# Task directions
Output the records exactly. Include every line.

[Excerpts from point annotation data]
****
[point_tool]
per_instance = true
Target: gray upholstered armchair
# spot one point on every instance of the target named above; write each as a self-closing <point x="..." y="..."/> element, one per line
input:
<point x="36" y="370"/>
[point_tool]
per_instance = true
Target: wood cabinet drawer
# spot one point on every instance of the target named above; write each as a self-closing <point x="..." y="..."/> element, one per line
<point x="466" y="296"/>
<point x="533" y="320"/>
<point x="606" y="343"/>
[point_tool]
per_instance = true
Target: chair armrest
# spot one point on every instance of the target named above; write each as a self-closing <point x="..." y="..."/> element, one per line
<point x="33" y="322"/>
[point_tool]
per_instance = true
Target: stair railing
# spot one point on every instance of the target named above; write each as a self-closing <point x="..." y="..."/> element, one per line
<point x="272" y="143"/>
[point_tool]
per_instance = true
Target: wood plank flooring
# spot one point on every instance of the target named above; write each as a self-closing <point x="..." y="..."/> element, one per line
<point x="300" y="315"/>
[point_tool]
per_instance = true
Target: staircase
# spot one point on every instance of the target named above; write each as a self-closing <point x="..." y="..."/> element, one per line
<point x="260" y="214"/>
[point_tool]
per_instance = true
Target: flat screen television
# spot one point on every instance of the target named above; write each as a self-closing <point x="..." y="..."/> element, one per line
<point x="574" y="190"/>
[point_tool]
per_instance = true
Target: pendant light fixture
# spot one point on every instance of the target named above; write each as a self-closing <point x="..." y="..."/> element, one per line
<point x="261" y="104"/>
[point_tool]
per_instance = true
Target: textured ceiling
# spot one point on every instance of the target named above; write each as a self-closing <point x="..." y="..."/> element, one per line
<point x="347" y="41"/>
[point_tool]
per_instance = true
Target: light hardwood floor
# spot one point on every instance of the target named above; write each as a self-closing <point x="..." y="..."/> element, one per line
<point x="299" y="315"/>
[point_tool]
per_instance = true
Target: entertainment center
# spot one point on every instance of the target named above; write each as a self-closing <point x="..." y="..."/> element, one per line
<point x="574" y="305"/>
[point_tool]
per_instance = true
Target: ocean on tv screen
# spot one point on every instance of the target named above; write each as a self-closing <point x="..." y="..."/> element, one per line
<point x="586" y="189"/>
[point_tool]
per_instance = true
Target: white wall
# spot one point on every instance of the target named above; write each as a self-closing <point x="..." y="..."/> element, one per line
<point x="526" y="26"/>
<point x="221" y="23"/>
****
# Complete answer
[point_tool]
per_instance = true
Target: gray upholstered armchair
# spot one point on every instance of the target named above; write each as a self-closing <point x="..." y="..."/> element, one per line
input:
<point x="36" y="370"/>
[point_tool]
per_instance = true
Target: wood cabinet drawer
# spot one point on every instance of the target named above; write each as a self-closing <point x="..." y="..."/> element, one per line
<point x="466" y="296"/>
<point x="533" y="320"/>
<point x="606" y="343"/>
[point_tool]
per_instance = true
Target: chair armrest
# spot one point on every instance of the target named above; write each as a self-closing <point x="..." y="..."/> element, one per line
<point x="33" y="322"/>
[point_tool]
per_instance = true
Target: stair railing
# spot one point on every instance of the target named above; write each as a self-closing <point x="..." y="..."/> element, one per line
<point x="272" y="143"/>
[point_tool]
per_instance = true
Target: wood plank flooring
# spot one point on every instance of the target named above; write each as a self-closing <point x="..." y="..."/> element, one per line
<point x="300" y="315"/>
[point_tool]
per_instance = true
Target: staircase
# spot one point on every instance of the target named above; write each as a self-closing <point x="..." y="..."/> element, one per line
<point x="260" y="214"/>
[point_tool]
per_instance = true
Target: flat screen television
# spot one point on every instance of the target named above; write each as a self-closing <point x="..." y="..."/> element, one per line
<point x="574" y="190"/>
[point_tool]
per_instance = true
Target: pendant light fixture
# spot one point on every instance of the target named above; write each as a self-closing <point x="..." y="..."/> element, one per line
<point x="261" y="104"/>
[point_tool]
per_instance = true
Target: textured ceiling
# spot one point on every instance of the target named above; write each as a self-closing <point x="..." y="..."/> element, one per line
<point x="347" y="41"/>
[point_tool]
per_instance = true
Target: light hardwood floor
# spot one point on every instance of the target named above; write each as a self-closing <point x="..." y="..."/> element, one per line
<point x="299" y="315"/>
[point_tool]
per_instance = true
Target: entertainment center
# spot one point on every instance of the target named above; write each as a self-closing <point x="..." y="..."/> element, one per line
<point x="574" y="305"/>
[point_tool]
per_instance = true
Target: ocean on tv screen
# spot one point on every instance of the target named above; write each as a self-closing <point x="..." y="..."/> element, one per line
<point x="586" y="189"/>
[point_tool]
per_instance = true
Target: white wall
# spot one point on every instance of the target named above; write each as a self-closing <point x="..." y="..."/> element, one per line
<point x="526" y="26"/>
<point x="221" y="23"/>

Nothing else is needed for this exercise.